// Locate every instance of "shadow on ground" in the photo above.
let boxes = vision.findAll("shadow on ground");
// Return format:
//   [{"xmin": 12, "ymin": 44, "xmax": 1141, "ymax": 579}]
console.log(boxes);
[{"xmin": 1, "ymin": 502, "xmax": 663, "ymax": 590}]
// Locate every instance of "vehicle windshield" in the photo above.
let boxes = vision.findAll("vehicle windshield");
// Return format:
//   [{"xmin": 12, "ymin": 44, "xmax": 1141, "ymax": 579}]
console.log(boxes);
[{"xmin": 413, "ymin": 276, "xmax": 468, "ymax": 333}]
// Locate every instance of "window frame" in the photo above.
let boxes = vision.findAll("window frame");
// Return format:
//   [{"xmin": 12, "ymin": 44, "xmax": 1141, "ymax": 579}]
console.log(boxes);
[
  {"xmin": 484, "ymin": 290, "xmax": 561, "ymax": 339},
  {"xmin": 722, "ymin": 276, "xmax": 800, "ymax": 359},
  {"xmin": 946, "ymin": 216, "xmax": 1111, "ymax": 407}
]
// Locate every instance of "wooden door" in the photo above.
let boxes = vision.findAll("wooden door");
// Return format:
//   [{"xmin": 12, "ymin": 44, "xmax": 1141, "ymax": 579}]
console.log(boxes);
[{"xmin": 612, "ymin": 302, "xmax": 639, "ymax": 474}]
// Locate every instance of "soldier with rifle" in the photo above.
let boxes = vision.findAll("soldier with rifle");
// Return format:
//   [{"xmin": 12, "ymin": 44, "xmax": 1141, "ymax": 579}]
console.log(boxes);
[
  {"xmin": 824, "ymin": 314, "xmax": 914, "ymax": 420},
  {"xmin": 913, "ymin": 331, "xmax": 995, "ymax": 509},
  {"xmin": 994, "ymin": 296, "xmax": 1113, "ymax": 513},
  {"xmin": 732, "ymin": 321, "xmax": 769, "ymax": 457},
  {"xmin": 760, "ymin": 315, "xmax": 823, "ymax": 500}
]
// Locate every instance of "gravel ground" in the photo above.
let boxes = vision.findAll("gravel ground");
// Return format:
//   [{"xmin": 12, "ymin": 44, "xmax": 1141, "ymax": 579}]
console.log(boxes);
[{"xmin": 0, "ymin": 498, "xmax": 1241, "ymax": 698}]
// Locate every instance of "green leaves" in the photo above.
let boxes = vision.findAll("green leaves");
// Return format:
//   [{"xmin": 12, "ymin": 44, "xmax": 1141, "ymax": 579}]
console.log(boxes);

****************

Task directions:
A word-for-word copy of all the entries above is required.

Response to this task:
// Locate every instance of "shadow on ground" in the photo above.
let boxes = vision.findAll("shadow on ground");
// Return format:
//   [{"xmin": 12, "ymin": 44, "xmax": 1141, "ymax": 579}]
console.log(boxes);
[{"xmin": 1, "ymin": 502, "xmax": 663, "ymax": 590}]
// Locate every instance of "vehicle windshield" in the photo above.
let boxes = vision.findAll("vehicle windshield");
// Return format:
//   [{"xmin": 12, "ymin": 44, "xmax": 1141, "ymax": 579}]
console.log(boxes);
[{"xmin": 413, "ymin": 276, "xmax": 468, "ymax": 333}]
// Locate every instance of "window frame" in the photo above.
let boxes = vision.findAll("window frame");
// Return format:
//   [{"xmin": 12, "ymin": 44, "xmax": 1141, "ymax": 579}]
console.log(boxes);
[
  {"xmin": 484, "ymin": 290, "xmax": 561, "ymax": 339},
  {"xmin": 722, "ymin": 276, "xmax": 800, "ymax": 359},
  {"xmin": 946, "ymin": 216, "xmax": 1111, "ymax": 407}
]
// Locate every instance of "wooden door" in the photo above.
let boxes = vision.findAll("wooden door");
// Return format:
//   [{"xmin": 12, "ymin": 44, "xmax": 1141, "ymax": 579}]
console.log(boxes);
[{"xmin": 612, "ymin": 302, "xmax": 639, "ymax": 474}]
// Locate every instance of "soldier with rifle" in the photo above.
let boxes = vision.findAll("soldier with rifle");
// Return format:
//   [{"xmin": 12, "ymin": 44, "xmax": 1141, "ymax": 579}]
console.log(boxes);
[
  {"xmin": 824, "ymin": 314, "xmax": 914, "ymax": 420},
  {"xmin": 913, "ymin": 331, "xmax": 995, "ymax": 509},
  {"xmin": 994, "ymin": 296, "xmax": 1113, "ymax": 513},
  {"xmin": 732, "ymin": 321, "xmax": 769, "ymax": 457},
  {"xmin": 760, "ymin": 315, "xmax": 823, "ymax": 500}
]
// Locate every instance of "gravel ground" in the photo above.
let boxes = vision.findAll("gravel ground");
// Return format:
//   [{"xmin": 12, "ymin": 44, "xmax": 1141, "ymax": 579}]
console.log(boxes);
[{"xmin": 0, "ymin": 498, "xmax": 1241, "ymax": 698}]
// Locate every instance of "green leaves" in the photo above.
let boxes = vision.findAll("green leaves");
// Return format:
//   [{"xmin": 12, "ymin": 44, "xmax": 1141, "ymax": 579}]
console.log(boxes);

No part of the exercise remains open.